* _Exercise details_
All the data that follows should be repeated exactly, without a single picture.

* _Records for this task_
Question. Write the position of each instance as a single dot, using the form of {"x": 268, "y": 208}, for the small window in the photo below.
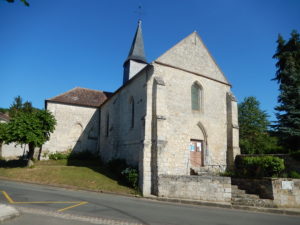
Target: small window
{"x": 196, "y": 97}
{"x": 131, "y": 112}
{"x": 107, "y": 125}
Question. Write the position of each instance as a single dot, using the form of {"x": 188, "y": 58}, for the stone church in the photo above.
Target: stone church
{"x": 173, "y": 116}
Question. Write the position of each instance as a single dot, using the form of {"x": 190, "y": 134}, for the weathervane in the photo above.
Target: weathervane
{"x": 139, "y": 11}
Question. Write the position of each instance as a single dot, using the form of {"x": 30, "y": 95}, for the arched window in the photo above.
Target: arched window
{"x": 196, "y": 96}
{"x": 131, "y": 103}
{"x": 107, "y": 125}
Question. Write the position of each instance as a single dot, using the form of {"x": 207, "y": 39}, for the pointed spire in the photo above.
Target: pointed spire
{"x": 137, "y": 51}
{"x": 136, "y": 59}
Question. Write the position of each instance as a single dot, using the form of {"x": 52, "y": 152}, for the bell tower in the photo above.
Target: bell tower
{"x": 136, "y": 59}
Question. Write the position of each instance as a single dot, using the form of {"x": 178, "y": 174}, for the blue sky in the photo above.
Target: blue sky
{"x": 55, "y": 45}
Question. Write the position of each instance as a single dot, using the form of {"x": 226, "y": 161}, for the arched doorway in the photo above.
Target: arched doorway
{"x": 198, "y": 146}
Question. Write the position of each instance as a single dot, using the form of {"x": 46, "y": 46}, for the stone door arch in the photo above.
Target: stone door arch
{"x": 198, "y": 147}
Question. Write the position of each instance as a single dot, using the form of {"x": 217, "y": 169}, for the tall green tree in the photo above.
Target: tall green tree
{"x": 288, "y": 78}
{"x": 18, "y": 106}
{"x": 32, "y": 128}
{"x": 254, "y": 123}
{"x": 3, "y": 129}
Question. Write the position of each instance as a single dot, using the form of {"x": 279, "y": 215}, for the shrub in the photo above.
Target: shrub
{"x": 294, "y": 174}
{"x": 124, "y": 172}
{"x": 59, "y": 155}
{"x": 131, "y": 175}
{"x": 295, "y": 155}
{"x": 259, "y": 166}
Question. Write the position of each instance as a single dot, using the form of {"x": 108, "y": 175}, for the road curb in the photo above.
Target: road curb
{"x": 284, "y": 211}
{"x": 8, "y": 212}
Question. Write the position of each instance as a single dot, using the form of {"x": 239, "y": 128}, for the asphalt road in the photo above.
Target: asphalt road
{"x": 62, "y": 206}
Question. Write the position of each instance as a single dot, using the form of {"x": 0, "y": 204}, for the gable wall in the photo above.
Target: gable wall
{"x": 77, "y": 128}
{"x": 180, "y": 122}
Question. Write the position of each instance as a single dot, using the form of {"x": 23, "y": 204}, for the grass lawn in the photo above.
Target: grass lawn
{"x": 75, "y": 174}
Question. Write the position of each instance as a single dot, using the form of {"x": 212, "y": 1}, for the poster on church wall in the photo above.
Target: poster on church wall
{"x": 192, "y": 147}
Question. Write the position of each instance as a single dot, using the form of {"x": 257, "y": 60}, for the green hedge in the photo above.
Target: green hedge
{"x": 259, "y": 166}
{"x": 124, "y": 172}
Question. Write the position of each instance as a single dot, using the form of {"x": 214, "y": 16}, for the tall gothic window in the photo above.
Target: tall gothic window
{"x": 131, "y": 112}
{"x": 107, "y": 125}
{"x": 196, "y": 92}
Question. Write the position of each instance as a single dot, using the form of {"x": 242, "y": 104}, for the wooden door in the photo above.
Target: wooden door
{"x": 196, "y": 153}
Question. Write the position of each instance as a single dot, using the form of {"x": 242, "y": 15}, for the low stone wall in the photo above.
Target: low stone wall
{"x": 284, "y": 192}
{"x": 205, "y": 188}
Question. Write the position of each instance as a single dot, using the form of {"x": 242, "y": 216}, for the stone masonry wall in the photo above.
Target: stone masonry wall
{"x": 177, "y": 123}
{"x": 285, "y": 192}
{"x": 205, "y": 188}
{"x": 122, "y": 140}
{"x": 77, "y": 128}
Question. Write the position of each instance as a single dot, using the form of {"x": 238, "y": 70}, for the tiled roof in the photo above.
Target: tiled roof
{"x": 82, "y": 96}
{"x": 4, "y": 117}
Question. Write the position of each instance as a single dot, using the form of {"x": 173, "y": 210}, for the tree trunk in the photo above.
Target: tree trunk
{"x": 1, "y": 142}
{"x": 31, "y": 147}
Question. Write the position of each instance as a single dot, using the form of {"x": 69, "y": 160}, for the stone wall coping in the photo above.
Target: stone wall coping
{"x": 194, "y": 177}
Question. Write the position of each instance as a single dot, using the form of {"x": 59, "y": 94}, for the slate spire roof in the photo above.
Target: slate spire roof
{"x": 137, "y": 51}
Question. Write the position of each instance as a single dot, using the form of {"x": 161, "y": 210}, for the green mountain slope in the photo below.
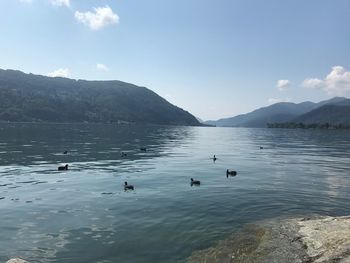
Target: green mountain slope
{"x": 28, "y": 97}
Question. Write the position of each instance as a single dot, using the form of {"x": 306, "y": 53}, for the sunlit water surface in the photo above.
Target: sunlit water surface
{"x": 84, "y": 214}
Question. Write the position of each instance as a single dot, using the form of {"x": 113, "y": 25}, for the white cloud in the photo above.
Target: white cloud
{"x": 277, "y": 100}
{"x": 61, "y": 72}
{"x": 101, "y": 17}
{"x": 60, "y": 2}
{"x": 282, "y": 84}
{"x": 337, "y": 82}
{"x": 102, "y": 67}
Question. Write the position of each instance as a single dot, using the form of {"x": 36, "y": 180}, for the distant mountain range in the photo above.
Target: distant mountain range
{"x": 35, "y": 98}
{"x": 333, "y": 111}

* _Response for this exercise_
Question. Write the position of each instance as a single dot, using the form of {"x": 268, "y": 208}, for the small window in the photo below.
Target: small window
{"x": 196, "y": 97}
{"x": 131, "y": 112}
{"x": 107, "y": 125}
Question. Write the position of each instance as a single dot, using the form of {"x": 188, "y": 58}, for the stone church in the photo above.
Target: stone church
{"x": 173, "y": 116}
Question. Write the position of each instance as a single dot, using the form of {"x": 190, "y": 134}, for the weathervane in the photo above.
Target: weathervane
{"x": 139, "y": 11}
Question. Write the position of each instance as a single dot, using the form of {"x": 30, "y": 95}, for the arched window in the photo above.
Target: arched window
{"x": 196, "y": 96}
{"x": 131, "y": 103}
{"x": 107, "y": 125}
Question. Write the position of each instance as a single dot, using the form of {"x": 207, "y": 39}, for the pointed spire in the photo above.
Target: pointed spire
{"x": 137, "y": 51}
{"x": 136, "y": 59}
Question. Write the position of each instance as a single dot, using the form of {"x": 52, "y": 152}, for the bell tower in the photo above.
Target: bell tower
{"x": 136, "y": 59}
Question. Write the position of each instance as a single dot, using the form of {"x": 178, "y": 174}, for the blue sky in the photo above.
Target: blue sky
{"x": 55, "y": 45}
Question. Write the position of each instance as a single dot, using the form of {"x": 226, "y": 161}, for the arched doorway in the photo above.
Target: arched doorway
{"x": 198, "y": 146}
Question. Write the position of each instance as a single dot, using the form of {"x": 46, "y": 46}, for the stone door arch in the photo above.
Target: stone door arch
{"x": 198, "y": 147}
Question. Write the position of each instance as a single dot, using the form of {"x": 217, "y": 169}, for the tall green tree in the photo above.
Target: tall green tree
{"x": 288, "y": 78}
{"x": 18, "y": 106}
{"x": 32, "y": 128}
{"x": 254, "y": 123}
{"x": 3, "y": 129}
Question. Write the position of each instance as a single dot, using the form of {"x": 279, "y": 215}, for the shrub in the photo above.
Target: shrub
{"x": 294, "y": 174}
{"x": 124, "y": 172}
{"x": 59, "y": 155}
{"x": 131, "y": 175}
{"x": 295, "y": 155}
{"x": 259, "y": 166}
Question. Write the position of each instance as a single dot, using the form of {"x": 108, "y": 175}, for the road curb in the photo above.
Target: road curb
{"x": 284, "y": 211}
{"x": 8, "y": 212}
Question. Write the position of each instance as a single dot, using the form of {"x": 239, "y": 128}, for the asphalt road in the photo above.
Target: asphalt road
{"x": 62, "y": 206}
Question. Write the position of each instance as a single dot, using the form of {"x": 0, "y": 204}, for the gable wall in the photo above.
Target: gable wall
{"x": 77, "y": 128}
{"x": 180, "y": 122}
Question. Write the position of each instance as a single dot, using the form of {"x": 23, "y": 204}, for the grass lawn in the photo above.
Target: grass lawn
{"x": 75, "y": 174}
Question. Write the position of each instance as a single dot, using the form of {"x": 212, "y": 1}, for the poster on church wall in the photo above.
Target: poster on church wall
{"x": 192, "y": 147}
Question. Write the position of each instance as a single dot, using the form of {"x": 257, "y": 60}, for the green hedge in the photo above.
Target: green hedge
{"x": 259, "y": 166}
{"x": 124, "y": 172}
Question. Write the position of each instance as a single dot, using the form of {"x": 214, "y": 16}, for the tall gothic window in the photo above.
Target: tall gothic window
{"x": 131, "y": 112}
{"x": 107, "y": 125}
{"x": 196, "y": 92}
Question. Write the position of each instance as a single dot, using the form of {"x": 242, "y": 104}, for the wooden door in the photo above.
Target: wooden door
{"x": 196, "y": 153}
Question. Write the position of each instance as a single dot, using the form of {"x": 242, "y": 15}, for the low stone wall in the photo above.
Target: low stone wall
{"x": 284, "y": 192}
{"x": 205, "y": 188}
Question. Write the position of each instance as a single dot, using the form of {"x": 242, "y": 216}, for the stone masonry wall in the photo above.
Target: stone masonry wall
{"x": 177, "y": 123}
{"x": 285, "y": 192}
{"x": 205, "y": 188}
{"x": 122, "y": 140}
{"x": 77, "y": 128}
Question. Write the position of each instance as a single dot, using the form of {"x": 238, "y": 70}, for the tiled roof in the photo above.
Target: tiled roof
{"x": 82, "y": 96}
{"x": 4, "y": 117}
Question. Write the position of each instance as a single dot, using the form of {"x": 173, "y": 210}, for the tree trunk in the photo above.
Target: tree trunk
{"x": 1, "y": 142}
{"x": 31, "y": 147}
Question. Write the position of each instance as a single dot, using the form of {"x": 69, "y": 160}, for the stone wall coping in the photo above.
Target: stone wall coping
{"x": 194, "y": 177}
Question. Write the position of each instance as a single dot, using the form of {"x": 59, "y": 94}, for the slate spire roof in the photo above.
Target: slate spire roof
{"x": 137, "y": 51}
Question. Write the position of each instance as a single dot, using the form of {"x": 161, "y": 210}, for the green mountain slope in the photo below.
Target: green mountain slope
{"x": 28, "y": 97}
Question. Write the position of each instance as a single dot, using the form of {"x": 306, "y": 53}, for the sunlit water surface in the photo above.
Target: sunlit water surface
{"x": 84, "y": 214}
Question. Write the position of each instance as a single dot, using the form of {"x": 113, "y": 25}, for the white cloud in the photo above.
Target: white cloud
{"x": 277, "y": 100}
{"x": 61, "y": 72}
{"x": 101, "y": 17}
{"x": 60, "y": 2}
{"x": 282, "y": 84}
{"x": 337, "y": 82}
{"x": 102, "y": 67}
Question. Write the position of each instance as a single dot, using the form of {"x": 36, "y": 180}, for the distant mountain range in the photo above.
Target: distant mountain range
{"x": 35, "y": 98}
{"x": 333, "y": 111}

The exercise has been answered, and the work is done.